EXERCISE DATA:
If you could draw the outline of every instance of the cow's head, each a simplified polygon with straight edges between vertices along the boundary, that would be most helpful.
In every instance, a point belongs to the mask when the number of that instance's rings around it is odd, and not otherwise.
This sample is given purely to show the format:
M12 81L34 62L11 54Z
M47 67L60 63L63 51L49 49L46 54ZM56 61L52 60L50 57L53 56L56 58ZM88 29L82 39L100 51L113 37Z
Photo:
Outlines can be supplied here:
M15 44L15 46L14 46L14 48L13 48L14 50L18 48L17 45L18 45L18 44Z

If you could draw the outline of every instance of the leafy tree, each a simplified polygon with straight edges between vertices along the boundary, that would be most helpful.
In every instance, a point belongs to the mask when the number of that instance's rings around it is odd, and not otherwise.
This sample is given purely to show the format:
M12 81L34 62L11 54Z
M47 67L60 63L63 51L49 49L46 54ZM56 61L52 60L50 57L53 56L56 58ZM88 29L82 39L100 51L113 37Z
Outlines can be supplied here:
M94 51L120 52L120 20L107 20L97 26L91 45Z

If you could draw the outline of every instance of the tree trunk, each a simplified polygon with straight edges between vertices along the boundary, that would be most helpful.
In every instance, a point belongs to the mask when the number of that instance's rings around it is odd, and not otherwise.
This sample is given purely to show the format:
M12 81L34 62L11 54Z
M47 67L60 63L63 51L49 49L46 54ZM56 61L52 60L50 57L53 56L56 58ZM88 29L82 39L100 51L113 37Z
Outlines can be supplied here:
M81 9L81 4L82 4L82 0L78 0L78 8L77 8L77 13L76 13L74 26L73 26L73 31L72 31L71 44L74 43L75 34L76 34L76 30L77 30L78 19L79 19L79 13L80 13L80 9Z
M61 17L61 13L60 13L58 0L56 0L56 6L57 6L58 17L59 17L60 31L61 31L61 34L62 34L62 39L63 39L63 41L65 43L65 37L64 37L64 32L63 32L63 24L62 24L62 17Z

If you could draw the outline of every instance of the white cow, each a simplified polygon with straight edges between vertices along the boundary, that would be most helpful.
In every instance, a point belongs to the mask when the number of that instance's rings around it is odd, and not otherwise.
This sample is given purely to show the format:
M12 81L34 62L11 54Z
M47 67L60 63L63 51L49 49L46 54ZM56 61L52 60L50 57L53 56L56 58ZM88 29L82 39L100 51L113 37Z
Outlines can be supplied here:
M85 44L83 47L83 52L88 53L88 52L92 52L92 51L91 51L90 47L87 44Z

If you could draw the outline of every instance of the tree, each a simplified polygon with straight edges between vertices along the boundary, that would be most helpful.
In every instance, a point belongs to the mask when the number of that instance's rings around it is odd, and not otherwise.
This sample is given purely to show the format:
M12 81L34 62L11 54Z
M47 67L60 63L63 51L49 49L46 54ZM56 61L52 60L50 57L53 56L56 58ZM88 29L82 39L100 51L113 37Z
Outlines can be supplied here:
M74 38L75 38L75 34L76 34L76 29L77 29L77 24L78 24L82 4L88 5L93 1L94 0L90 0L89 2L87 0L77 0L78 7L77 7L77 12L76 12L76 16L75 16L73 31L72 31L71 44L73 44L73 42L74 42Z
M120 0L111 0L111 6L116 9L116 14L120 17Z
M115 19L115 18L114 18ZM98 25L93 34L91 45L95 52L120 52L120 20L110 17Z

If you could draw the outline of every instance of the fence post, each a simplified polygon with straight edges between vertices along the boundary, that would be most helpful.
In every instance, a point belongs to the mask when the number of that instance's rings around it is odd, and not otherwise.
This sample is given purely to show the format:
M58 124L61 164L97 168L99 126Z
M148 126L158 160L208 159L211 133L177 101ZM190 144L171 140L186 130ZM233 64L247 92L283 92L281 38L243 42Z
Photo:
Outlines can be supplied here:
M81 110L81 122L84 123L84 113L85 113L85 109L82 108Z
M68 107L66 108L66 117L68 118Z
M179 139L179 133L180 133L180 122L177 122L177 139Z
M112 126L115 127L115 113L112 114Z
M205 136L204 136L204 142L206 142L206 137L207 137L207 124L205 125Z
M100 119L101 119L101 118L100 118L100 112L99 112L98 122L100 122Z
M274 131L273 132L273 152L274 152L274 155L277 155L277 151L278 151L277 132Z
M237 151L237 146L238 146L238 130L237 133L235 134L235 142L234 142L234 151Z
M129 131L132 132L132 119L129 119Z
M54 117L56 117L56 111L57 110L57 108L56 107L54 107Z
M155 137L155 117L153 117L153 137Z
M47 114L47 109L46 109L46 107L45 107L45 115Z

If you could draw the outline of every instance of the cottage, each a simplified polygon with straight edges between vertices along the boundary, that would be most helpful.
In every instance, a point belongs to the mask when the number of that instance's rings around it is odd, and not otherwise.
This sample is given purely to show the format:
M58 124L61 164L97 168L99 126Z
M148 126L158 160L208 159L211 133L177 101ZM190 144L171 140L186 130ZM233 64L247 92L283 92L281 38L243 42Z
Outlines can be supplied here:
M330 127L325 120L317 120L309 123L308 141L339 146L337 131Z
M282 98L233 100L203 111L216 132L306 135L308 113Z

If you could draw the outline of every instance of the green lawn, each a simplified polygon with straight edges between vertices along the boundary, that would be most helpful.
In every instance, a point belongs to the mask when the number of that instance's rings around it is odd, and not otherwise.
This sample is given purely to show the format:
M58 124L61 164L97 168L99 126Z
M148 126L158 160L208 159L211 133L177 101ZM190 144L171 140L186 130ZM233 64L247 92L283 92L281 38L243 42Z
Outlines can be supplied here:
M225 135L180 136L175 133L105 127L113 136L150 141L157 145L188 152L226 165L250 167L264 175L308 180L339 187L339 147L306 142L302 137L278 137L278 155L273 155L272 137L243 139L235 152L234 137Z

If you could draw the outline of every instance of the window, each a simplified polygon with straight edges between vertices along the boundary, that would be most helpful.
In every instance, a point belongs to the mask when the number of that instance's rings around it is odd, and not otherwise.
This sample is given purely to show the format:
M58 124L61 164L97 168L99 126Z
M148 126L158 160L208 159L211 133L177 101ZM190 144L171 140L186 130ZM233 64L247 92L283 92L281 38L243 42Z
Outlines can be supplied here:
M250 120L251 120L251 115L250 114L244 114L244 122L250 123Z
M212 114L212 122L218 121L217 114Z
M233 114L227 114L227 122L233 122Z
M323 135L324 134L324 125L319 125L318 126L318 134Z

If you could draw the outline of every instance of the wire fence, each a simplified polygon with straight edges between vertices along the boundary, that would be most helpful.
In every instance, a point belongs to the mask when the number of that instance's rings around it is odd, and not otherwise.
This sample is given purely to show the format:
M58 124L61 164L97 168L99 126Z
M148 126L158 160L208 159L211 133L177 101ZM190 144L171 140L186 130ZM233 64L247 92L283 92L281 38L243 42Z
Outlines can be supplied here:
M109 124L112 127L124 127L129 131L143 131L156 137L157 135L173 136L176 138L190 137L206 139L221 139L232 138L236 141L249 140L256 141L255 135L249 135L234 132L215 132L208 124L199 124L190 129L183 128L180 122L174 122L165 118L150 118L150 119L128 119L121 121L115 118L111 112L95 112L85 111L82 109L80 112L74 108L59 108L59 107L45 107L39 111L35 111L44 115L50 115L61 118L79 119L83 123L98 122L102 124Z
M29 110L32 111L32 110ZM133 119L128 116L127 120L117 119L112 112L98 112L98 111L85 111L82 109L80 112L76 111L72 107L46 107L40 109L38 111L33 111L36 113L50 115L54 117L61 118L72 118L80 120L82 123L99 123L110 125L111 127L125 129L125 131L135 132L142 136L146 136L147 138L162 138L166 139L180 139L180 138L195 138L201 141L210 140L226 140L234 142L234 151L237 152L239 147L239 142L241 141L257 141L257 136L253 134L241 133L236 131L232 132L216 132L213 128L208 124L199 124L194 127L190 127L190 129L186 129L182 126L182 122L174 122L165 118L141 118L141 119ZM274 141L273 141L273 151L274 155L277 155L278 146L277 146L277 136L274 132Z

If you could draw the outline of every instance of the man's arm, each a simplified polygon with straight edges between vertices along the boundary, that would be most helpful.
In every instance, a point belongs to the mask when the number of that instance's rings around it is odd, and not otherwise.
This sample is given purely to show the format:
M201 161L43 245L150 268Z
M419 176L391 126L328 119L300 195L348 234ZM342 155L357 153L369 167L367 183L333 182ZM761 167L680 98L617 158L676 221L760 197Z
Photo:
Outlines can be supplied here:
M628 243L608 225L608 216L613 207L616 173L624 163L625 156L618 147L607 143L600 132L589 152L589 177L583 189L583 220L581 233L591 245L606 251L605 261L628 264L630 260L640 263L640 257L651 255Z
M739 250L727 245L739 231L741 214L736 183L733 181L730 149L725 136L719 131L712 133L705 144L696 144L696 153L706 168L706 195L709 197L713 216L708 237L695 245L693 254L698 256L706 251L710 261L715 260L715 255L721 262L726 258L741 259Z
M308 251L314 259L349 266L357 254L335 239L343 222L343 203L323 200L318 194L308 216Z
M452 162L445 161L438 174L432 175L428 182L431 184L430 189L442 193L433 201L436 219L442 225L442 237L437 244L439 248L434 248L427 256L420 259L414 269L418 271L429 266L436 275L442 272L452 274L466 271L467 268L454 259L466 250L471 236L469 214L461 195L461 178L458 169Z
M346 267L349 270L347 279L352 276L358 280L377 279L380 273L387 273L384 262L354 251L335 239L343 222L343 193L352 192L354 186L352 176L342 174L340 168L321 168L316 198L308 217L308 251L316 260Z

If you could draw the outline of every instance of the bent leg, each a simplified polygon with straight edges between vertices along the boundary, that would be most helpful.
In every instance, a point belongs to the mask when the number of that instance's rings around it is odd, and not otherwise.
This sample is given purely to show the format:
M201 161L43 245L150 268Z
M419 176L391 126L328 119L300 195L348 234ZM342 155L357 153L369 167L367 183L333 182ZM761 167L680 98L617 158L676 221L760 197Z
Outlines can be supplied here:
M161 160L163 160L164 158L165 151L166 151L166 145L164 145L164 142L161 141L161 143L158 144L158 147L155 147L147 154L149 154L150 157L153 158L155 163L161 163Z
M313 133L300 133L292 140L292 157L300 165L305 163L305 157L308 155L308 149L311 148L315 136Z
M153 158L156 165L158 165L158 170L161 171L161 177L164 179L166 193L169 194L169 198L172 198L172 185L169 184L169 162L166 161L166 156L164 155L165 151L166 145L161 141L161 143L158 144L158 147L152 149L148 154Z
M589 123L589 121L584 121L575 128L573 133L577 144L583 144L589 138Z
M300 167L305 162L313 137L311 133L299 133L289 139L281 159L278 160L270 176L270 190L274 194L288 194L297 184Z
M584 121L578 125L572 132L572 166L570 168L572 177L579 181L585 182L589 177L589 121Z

EXERCISE REQUIREMENTS: Tally the lines in this material that hold the word "fence", then reply with only the number.

ANSWER BOX: 2